-- start of Data provided --

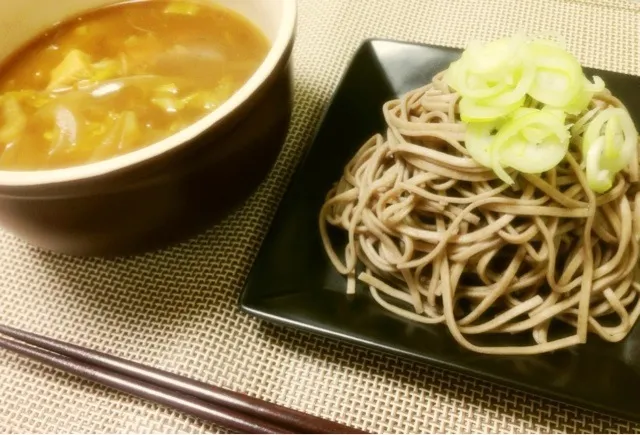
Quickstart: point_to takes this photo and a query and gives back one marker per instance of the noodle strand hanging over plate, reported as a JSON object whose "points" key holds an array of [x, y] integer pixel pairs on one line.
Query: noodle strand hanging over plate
{"points": [[439, 238]]}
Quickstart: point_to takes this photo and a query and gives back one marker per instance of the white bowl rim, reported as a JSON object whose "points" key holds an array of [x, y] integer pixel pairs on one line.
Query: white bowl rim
{"points": [[280, 45]]}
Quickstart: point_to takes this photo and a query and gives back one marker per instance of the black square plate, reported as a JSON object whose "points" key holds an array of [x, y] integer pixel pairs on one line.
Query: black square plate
{"points": [[293, 283]]}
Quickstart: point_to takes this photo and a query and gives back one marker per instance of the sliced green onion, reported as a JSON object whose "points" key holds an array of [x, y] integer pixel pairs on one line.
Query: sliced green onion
{"points": [[558, 74], [532, 143]]}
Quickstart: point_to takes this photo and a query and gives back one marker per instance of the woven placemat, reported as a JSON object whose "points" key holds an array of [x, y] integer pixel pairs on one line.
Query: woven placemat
{"points": [[178, 310]]}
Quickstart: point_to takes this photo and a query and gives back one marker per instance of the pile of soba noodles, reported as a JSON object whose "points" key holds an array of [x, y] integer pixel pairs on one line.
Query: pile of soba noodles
{"points": [[537, 258]]}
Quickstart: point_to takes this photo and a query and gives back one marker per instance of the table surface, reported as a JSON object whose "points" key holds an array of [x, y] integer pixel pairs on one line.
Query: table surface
{"points": [[177, 309]]}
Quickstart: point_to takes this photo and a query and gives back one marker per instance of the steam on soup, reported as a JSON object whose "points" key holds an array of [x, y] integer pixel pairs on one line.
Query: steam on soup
{"points": [[119, 78]]}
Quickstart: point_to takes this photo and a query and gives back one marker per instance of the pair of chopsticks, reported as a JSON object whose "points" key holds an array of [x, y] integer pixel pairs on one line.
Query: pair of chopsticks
{"points": [[235, 411]]}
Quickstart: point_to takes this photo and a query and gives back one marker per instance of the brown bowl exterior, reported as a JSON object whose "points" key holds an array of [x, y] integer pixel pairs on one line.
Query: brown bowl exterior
{"points": [[164, 199]]}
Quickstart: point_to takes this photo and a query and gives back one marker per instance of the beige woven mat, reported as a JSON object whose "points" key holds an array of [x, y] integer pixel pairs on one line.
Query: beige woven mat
{"points": [[177, 309]]}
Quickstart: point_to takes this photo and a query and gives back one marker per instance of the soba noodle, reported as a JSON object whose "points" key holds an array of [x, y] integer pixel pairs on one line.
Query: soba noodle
{"points": [[438, 238]]}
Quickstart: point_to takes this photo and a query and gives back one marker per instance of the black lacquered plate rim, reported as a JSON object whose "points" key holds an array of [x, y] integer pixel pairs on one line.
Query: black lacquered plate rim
{"points": [[270, 293]]}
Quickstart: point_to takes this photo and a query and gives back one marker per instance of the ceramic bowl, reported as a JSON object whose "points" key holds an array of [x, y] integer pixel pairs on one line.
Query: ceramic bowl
{"points": [[166, 191]]}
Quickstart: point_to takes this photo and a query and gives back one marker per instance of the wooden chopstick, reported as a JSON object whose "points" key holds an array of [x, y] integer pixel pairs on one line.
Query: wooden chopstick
{"points": [[235, 411]]}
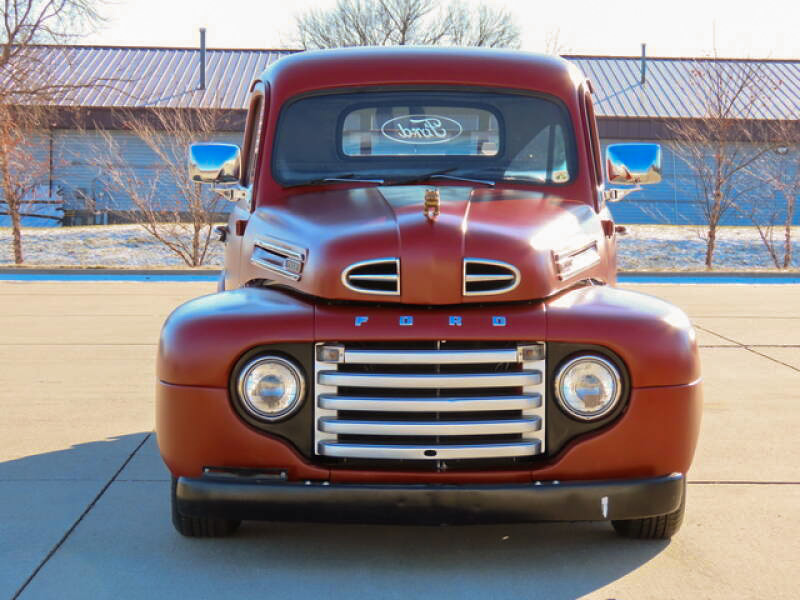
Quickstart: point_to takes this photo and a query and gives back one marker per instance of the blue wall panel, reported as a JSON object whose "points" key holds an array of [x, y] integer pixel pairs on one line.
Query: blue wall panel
{"points": [[676, 200]]}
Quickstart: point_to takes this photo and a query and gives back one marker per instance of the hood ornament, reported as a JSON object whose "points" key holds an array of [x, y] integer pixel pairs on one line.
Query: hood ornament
{"points": [[432, 199]]}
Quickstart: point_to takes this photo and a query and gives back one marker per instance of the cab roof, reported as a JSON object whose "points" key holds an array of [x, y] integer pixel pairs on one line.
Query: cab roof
{"points": [[389, 66]]}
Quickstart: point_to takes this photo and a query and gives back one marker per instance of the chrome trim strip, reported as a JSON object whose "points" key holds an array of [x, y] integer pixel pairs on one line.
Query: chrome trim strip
{"points": [[282, 250], [411, 405], [465, 278], [274, 268], [434, 452], [565, 260], [494, 427], [378, 277], [280, 247], [424, 357], [576, 250], [481, 278], [374, 277], [435, 380]]}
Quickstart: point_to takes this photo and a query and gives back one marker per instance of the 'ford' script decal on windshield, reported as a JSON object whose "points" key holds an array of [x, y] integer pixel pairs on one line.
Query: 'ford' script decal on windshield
{"points": [[421, 129]]}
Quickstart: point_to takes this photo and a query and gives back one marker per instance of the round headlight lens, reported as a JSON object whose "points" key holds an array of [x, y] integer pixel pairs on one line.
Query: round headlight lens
{"points": [[588, 387], [271, 388]]}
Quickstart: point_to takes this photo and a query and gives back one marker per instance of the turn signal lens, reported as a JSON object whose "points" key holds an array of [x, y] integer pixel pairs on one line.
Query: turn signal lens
{"points": [[588, 387]]}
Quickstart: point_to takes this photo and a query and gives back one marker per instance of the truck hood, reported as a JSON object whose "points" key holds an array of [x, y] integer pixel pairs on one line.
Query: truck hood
{"points": [[336, 228]]}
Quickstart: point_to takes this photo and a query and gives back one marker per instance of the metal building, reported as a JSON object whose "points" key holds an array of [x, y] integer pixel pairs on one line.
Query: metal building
{"points": [[636, 99]]}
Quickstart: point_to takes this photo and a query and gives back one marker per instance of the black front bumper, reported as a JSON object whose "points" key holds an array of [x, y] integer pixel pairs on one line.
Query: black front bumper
{"points": [[272, 500]]}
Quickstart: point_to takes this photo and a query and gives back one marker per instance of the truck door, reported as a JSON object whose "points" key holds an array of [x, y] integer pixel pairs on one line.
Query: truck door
{"points": [[246, 201]]}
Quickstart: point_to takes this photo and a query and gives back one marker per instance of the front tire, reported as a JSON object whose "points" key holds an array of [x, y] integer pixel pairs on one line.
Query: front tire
{"points": [[199, 526], [661, 527]]}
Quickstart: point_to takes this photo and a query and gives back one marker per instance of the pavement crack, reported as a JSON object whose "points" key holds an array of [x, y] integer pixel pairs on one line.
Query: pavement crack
{"points": [[750, 348], [85, 512], [722, 482]]}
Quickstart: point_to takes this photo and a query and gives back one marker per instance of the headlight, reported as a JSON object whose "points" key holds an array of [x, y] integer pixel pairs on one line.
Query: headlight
{"points": [[271, 388], [588, 387]]}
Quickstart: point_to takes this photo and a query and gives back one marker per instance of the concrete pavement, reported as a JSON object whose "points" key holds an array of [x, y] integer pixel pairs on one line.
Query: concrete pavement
{"points": [[84, 509]]}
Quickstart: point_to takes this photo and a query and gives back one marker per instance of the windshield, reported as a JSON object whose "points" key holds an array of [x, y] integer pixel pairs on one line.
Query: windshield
{"points": [[395, 136]]}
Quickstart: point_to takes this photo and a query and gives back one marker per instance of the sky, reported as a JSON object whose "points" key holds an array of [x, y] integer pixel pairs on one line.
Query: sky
{"points": [[763, 29]]}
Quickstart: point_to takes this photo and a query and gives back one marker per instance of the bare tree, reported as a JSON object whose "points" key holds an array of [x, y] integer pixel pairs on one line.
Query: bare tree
{"points": [[781, 172], [553, 44], [722, 143], [20, 169], [406, 22], [164, 201], [28, 83]]}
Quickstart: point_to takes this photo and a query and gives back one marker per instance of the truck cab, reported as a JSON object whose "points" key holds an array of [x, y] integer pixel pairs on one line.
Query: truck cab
{"points": [[418, 318]]}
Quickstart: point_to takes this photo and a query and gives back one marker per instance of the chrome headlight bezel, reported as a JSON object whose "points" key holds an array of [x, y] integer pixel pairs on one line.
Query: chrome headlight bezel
{"points": [[247, 404], [612, 369]]}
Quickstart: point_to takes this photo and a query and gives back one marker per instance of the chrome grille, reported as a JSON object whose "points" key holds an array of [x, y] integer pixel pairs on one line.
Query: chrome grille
{"points": [[379, 276], [483, 277], [429, 401]]}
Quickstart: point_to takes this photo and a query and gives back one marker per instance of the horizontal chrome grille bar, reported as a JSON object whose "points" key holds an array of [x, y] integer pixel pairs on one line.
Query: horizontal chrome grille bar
{"points": [[498, 427], [434, 380], [334, 402], [434, 452], [440, 357]]}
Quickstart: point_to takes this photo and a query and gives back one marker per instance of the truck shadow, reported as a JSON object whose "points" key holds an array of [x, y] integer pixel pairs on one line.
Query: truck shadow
{"points": [[126, 547]]}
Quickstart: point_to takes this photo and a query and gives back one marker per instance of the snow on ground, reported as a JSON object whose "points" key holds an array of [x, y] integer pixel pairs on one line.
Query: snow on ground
{"points": [[645, 248], [96, 246], [681, 248]]}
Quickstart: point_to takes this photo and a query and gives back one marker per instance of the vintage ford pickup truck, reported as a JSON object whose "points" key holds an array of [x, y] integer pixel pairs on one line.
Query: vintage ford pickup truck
{"points": [[418, 319]]}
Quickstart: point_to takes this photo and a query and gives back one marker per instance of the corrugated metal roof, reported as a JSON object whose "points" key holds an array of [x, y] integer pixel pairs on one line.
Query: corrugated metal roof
{"points": [[682, 88], [151, 77], [169, 77]]}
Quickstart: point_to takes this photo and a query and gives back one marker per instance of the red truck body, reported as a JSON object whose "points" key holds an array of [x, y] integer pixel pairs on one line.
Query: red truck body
{"points": [[405, 310]]}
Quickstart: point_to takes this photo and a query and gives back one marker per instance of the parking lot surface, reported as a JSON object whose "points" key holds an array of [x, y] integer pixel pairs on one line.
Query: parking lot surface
{"points": [[84, 508]]}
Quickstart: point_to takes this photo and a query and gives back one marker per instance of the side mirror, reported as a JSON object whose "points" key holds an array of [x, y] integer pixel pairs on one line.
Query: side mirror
{"points": [[215, 163], [633, 164]]}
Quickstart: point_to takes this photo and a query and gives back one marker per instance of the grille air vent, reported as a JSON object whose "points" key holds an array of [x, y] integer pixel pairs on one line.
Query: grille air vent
{"points": [[483, 277], [379, 276]]}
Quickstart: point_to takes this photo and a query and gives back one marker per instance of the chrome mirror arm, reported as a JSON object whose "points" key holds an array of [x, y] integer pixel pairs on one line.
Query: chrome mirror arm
{"points": [[232, 193], [616, 194]]}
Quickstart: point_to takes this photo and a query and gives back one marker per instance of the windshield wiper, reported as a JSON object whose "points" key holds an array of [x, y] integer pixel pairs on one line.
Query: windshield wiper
{"points": [[440, 174], [342, 178]]}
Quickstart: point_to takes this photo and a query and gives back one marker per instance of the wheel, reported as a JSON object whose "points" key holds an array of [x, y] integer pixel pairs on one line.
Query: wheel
{"points": [[661, 527], [199, 526]]}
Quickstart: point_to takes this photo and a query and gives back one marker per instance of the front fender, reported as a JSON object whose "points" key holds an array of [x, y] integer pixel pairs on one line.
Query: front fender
{"points": [[203, 338], [654, 338]]}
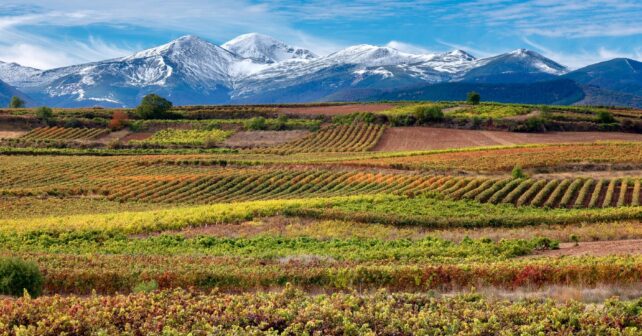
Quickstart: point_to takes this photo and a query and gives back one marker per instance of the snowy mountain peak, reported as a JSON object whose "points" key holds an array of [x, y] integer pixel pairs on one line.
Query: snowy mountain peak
{"points": [[13, 73], [187, 45], [462, 55], [369, 55], [265, 49]]}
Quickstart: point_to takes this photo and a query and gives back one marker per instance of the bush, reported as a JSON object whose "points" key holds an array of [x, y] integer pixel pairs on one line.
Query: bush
{"points": [[154, 107], [44, 113], [427, 114], [256, 124], [17, 275], [604, 117], [473, 98], [118, 120], [16, 102], [518, 172]]}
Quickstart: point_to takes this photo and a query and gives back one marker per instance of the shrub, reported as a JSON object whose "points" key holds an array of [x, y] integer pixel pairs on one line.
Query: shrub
{"points": [[473, 98], [146, 287], [426, 114], [256, 124], [44, 113], [16, 102], [154, 107], [518, 172], [118, 120], [17, 275], [604, 117]]}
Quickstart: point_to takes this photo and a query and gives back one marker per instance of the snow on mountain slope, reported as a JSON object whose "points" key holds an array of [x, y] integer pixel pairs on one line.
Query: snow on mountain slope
{"points": [[13, 73], [265, 49], [251, 67], [188, 64]]}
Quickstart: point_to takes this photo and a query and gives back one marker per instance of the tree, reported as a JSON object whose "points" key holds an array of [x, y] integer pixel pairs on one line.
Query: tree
{"points": [[518, 172], [473, 98], [44, 113], [17, 276], [16, 102], [604, 117], [153, 106], [427, 113]]}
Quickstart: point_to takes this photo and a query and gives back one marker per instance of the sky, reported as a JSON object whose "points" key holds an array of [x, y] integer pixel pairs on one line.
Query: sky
{"points": [[54, 33]]}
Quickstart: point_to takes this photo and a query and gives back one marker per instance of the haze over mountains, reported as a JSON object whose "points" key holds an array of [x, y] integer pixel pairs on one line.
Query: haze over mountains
{"points": [[255, 68]]}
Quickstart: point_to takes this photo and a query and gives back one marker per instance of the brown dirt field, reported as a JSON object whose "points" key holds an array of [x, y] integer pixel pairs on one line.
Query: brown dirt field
{"points": [[11, 134], [246, 139], [335, 110], [428, 138], [598, 248], [136, 136], [111, 136]]}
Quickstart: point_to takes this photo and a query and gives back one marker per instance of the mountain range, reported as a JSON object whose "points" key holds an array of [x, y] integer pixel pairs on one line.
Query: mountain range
{"points": [[255, 68]]}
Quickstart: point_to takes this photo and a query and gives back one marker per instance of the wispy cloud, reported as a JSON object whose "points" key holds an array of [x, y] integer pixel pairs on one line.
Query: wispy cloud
{"points": [[408, 47], [580, 58], [215, 20]]}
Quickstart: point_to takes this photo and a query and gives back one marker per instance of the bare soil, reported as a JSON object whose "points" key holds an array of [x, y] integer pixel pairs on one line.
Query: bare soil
{"points": [[136, 136], [245, 139], [335, 110], [11, 134], [428, 138], [598, 248], [111, 136]]}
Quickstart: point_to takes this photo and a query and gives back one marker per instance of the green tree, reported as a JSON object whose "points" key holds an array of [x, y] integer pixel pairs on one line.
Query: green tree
{"points": [[153, 106], [16, 102], [473, 98], [256, 124], [518, 172], [604, 117], [17, 275], [427, 113], [44, 113]]}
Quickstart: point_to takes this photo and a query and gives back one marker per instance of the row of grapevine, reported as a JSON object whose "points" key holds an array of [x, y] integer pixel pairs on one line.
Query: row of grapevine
{"points": [[64, 133], [274, 184], [555, 193], [337, 138]]}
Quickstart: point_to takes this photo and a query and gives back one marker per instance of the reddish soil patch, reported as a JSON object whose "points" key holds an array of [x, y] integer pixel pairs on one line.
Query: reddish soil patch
{"points": [[136, 136], [599, 248], [246, 139], [11, 134], [335, 110], [427, 138]]}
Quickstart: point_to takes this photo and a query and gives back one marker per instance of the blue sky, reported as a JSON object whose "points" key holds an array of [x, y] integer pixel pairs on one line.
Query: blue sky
{"points": [[52, 33]]}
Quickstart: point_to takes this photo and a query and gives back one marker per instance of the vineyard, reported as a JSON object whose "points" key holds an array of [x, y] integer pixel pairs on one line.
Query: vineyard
{"points": [[352, 138], [177, 137], [290, 219], [61, 133]]}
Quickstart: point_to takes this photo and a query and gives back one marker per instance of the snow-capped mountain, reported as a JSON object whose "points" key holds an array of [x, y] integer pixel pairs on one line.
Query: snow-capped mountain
{"points": [[188, 69], [518, 66], [13, 73], [258, 68], [265, 49]]}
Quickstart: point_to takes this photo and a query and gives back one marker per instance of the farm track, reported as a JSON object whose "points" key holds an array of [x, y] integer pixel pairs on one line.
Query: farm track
{"points": [[428, 138]]}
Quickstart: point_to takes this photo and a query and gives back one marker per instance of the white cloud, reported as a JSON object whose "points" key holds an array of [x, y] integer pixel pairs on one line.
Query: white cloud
{"points": [[580, 58], [215, 20], [408, 48]]}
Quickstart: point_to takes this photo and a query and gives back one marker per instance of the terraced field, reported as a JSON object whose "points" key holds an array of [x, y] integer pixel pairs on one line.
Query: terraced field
{"points": [[317, 233], [62, 133]]}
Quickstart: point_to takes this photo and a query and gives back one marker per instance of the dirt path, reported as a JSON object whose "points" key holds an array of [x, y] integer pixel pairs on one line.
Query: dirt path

-- end of Data provided --

_Requirements:_ For this exercise, please retype exactly the lines in the listing from the line with "of the snow-capped" through its last line, both ends included.

_Right answer:_
Quickstart: point_to takes this photo and a query and gives back one marker per instance of the snow-capped mountain, reported as a JSON object whose "points" key holds an array of [x, y] integer pixel pairs on one line.
Query: snow-capped mountain
{"points": [[188, 69], [518, 66], [13, 73], [258, 68], [265, 49]]}
Quickstart: point_to takes this photo and a query and gives back one marker per instance of the farm track, reported as a JSON object whose "points" key holds an array of [x, y] integer pixel pairs on one line.
Query: farm track
{"points": [[428, 138]]}
Quickstart: point_to takes this photo and a query and gives back one marker per instance of the white cloud, reported as a JSON object whose "points" key holds an array of [x, y] integer pixel pairs on one line.
Query: white cloud
{"points": [[580, 58], [215, 20], [408, 48]]}
Quickstart: point_to takes this photo and a query and gives back one marker per instance of the terraced field, reported as a JSON object whose "points" key holds an array of [x, y] integer pixel pairs on one line.
Query: terraced field
{"points": [[317, 233], [62, 133]]}
Quickstart: point_to takes this photo and a query and gives back one marker per instance of the dirt path, reported as a JSON object whose "points" key holds an array of [x, y] integer pixel pairs on one line.
Query: dirt path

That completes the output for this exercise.